The jetlag’s largely gone (finally), meaning that I can get to midnight without falling into my soup bowl. Victory!  (Now I have to come up with other excuses.)

I did have lots of opportunity to watch morning talk shows last week, though, and noticed an unusual special guest on one (no, not the lucha libre fellow on the left.)  Like another US pseudo-celebrity,  Stitch (of Lilo and-) seems to have found more popularity outside his home country and picked up another language.

Browsing through stores, I’ve noticed stuffed Stitch dolls, Stitch stationery, and the requisite cellphone dangley Stitches.  Seeing him as a talk show guest was a first though – I like the reaction of the humans to his outburst.  “How rude! Whose idea was it to invite this guy, anyways?”

Hm…on second thought, they should really show a little more respect for a monster alien genetic experiment.  Wouldn’t you?

Touchdown in Tokyo

I got in yesterday, a shocking hour late, in a bout of drippy fall rain.  Quite warm and humid.

The flight itself was … interesting. Far from ideal.  Trapped between stench wafting from the open mouthed  businesssman to my left, and the headache inducing window glare of sunlight from my right (my neighbor wanted to have the window open, to justify wearing sunglasses for the full 10 hours to Tokyo.  Maybe they were her first pair; I was too annoyed to care).  As I had finally convinced my brain to slow down and turn off, …I was rudely jerked back to hour three of ten, by a set of steel claws lashing my right arm to the chair.  My scared-of-turbulence social worker friend proceeded to reflexively flail for my arm at any dip or bump.  I felt too guilty to shake the grasping fingers from my arm, because, well…she was actually shaking.  It was inconvenient me, and she apologized for this, but the pressure on my arm stayed constant throughout the exchange.

My only recourse was to reflect on being a superior traveler, and generally more balanced human being.

I contemplated the probability that she’d be an ideal scary movie date, and that maybe people actually do shriek and clutch arms in movies, and mean it.  But I’m not a guy.  And I don’t like getting grabbed by strangers.  Especially when I’m about to drift off into dreamland.

She talked a lot too. Turns out all those folks with nametags were honorees of the JFMF (“I don’t suppose you’ve heard of it? Uh…no.”) aka. Japan Fulbright Memorial Fund.  It’s a program that takes US educators and ships them to Japan for 3 weeks of a cultural experience.   (Teachers – hence the middle aged white females).  Due to economic hardship on both sides of the Pacific, this will be its final year for a while.

For someone who won something with the word “Fulbright,” she could have been more…together.  She had no idea where the group was staying, and kept asking very basic questions about what there was to see in Tokyo.  I had to reassure her that yes, her digital camera was actually capable of photographing the plane wing, as we took off (she wanted to show her low-income students what it would be like to be on a plane.) For some unknown reason, she suspected that it might not work.

_Records supplied_

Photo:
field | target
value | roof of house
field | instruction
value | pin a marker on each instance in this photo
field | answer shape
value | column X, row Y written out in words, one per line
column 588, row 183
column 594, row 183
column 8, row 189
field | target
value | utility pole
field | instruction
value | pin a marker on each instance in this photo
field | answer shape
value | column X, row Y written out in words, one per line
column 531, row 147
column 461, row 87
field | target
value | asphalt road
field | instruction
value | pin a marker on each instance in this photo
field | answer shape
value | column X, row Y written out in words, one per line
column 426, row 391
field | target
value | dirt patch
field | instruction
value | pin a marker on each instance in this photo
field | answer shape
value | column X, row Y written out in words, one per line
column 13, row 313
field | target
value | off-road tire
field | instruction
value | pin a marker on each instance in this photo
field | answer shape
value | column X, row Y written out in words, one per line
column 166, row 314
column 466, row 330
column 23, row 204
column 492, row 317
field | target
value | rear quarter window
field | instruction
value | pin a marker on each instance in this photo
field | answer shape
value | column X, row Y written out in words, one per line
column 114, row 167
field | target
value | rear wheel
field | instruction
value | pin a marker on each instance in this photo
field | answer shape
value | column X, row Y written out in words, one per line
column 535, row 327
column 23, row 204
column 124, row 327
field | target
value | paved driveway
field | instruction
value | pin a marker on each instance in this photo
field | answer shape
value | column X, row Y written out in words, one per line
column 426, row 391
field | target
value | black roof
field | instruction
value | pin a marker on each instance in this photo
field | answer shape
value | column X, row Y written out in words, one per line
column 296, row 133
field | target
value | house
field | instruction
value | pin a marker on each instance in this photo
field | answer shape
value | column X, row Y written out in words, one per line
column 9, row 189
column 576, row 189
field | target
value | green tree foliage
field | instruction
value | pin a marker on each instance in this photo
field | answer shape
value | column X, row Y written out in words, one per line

_Work order_
Reproduce the part of the Tokyo travel text starting at "I contemplated the" and ending at "for a while.", without changing a word.

_Written reply_
I contemplated the probability that she’d be an ideal scary movie date, and that maybe people actually do shriek and clutch arms in movies, and mean it.  But I’m not a guy.  And I don’t like getting grabbed by strangers.  Especially when I’m about to drift off into dreamland.

She talked a lot too. Turns out all those folks with nametags were honorees of the JFMF (“I don’t suppose you’ve heard of it? Uh…no.”) aka. Japan Fulbright Memorial Fund.  It’s a program that takes US educators and ships them to Japan for 3 weeks of a cultural experience.   (Teachers – hence the middle aged white females).  Due to economic hardship on both sides of the Pacific, this will be its final year for a while.